STATED EXERCISE
Give all of the items below as a Markdown table with two columns, Row and Line, numbering each row and skipping blank lines. Leave the pictures out of the answer.
-------- RECORD EXTRACTS --------
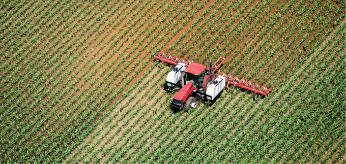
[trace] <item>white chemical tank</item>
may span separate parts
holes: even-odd
[[[185,70],[186,69],[185,66],[186,66],[185,63],[181,62],[179,62],[171,71],[170,71],[170,72],[169,72],[168,75],[167,76],[167,79],[166,80],[167,86],[172,87],[174,86],[174,84],[172,84],[172,83],[178,83],[180,80],[182,75],[182,73],[180,71],[185,71]]]
[[[207,99],[213,101],[214,99],[223,90],[225,86],[226,78],[222,76],[218,76],[207,88],[206,93],[207,94]]]

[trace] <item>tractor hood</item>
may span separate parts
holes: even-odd
[[[192,62],[186,69],[186,72],[194,75],[198,75],[206,70],[206,66],[195,62]]]
[[[176,95],[174,96],[173,99],[179,101],[182,100],[183,102],[185,102],[186,97],[187,97],[187,96],[190,95],[190,93],[191,93],[192,90],[193,90],[191,89],[192,87],[192,83],[187,83],[186,85],[184,85],[181,89],[180,89],[179,91],[176,93]]]

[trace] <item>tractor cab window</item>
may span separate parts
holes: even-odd
[[[202,85],[203,85],[203,81],[204,81],[204,78],[207,76],[207,71],[204,70],[201,74],[198,75],[198,82],[199,83],[199,87],[201,87]]]
[[[185,84],[190,82],[193,84],[193,87],[196,88],[200,88],[203,85],[203,81],[204,78],[207,76],[207,72],[206,70],[203,71],[201,74],[199,75],[195,75],[191,74],[186,74],[186,77],[185,78]]]
[[[191,82],[193,84],[193,87],[197,88],[199,86],[198,81],[197,80],[198,77],[198,76],[197,75],[194,75],[189,73],[186,74],[185,84],[187,84],[188,82]]]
--------
REPLY TO THE TASK
| Row | Line |
|---|---|
| 1 | [trace] <item>white chemical tank</item> |
| 2 | may span separate parts |
| 3 | holes: even-odd |
| 4 | [[[185,70],[186,69],[185,66],[186,66],[185,63],[181,62],[179,62],[171,71],[170,71],[170,72],[169,72],[168,75],[167,76],[167,79],[166,80],[167,86],[172,87],[174,86],[174,84],[172,84],[172,83],[178,83],[180,80],[182,75],[182,73],[180,71],[185,71]]] |
| 5 | [[[207,99],[213,101],[214,99],[223,90],[225,86],[226,78],[222,76],[218,76],[207,88],[206,93],[207,94]]] |
| 6 | [trace] <item>tractor hood</item> |
| 7 | may span separate parts |
| 8 | holes: even-odd |
| 9 | [[[192,62],[186,69],[186,72],[194,75],[198,75],[206,70],[206,66],[195,62]]] |
| 10 | [[[176,95],[174,96],[173,99],[179,101],[182,100],[183,102],[185,102],[186,97],[187,97],[187,96],[190,95],[190,93],[191,93],[192,90],[193,90],[191,89],[192,87],[192,83],[187,83],[186,85],[184,85],[181,89],[180,89],[179,91],[176,93]]] |
| 11 | [trace] <item>tractor cab window</item> |
| 12 | may span separate parts |
| 13 | holes: even-odd |
| 14 | [[[202,85],[203,85],[203,81],[204,81],[204,78],[207,76],[207,71],[204,70],[201,74],[198,75],[198,82],[199,83],[199,87],[201,87]]] |
| 15 | [[[185,84],[190,82],[193,84],[193,87],[196,88],[200,88],[203,85],[203,81],[204,78],[207,76],[207,72],[206,70],[203,71],[201,74],[199,75],[195,75],[191,74],[186,74],[186,77],[185,78]]] |
| 16 | [[[191,82],[193,84],[193,87],[197,88],[199,86],[198,81],[197,80],[198,77],[198,76],[197,75],[194,75],[189,73],[186,74],[185,84],[187,84],[188,82]]] |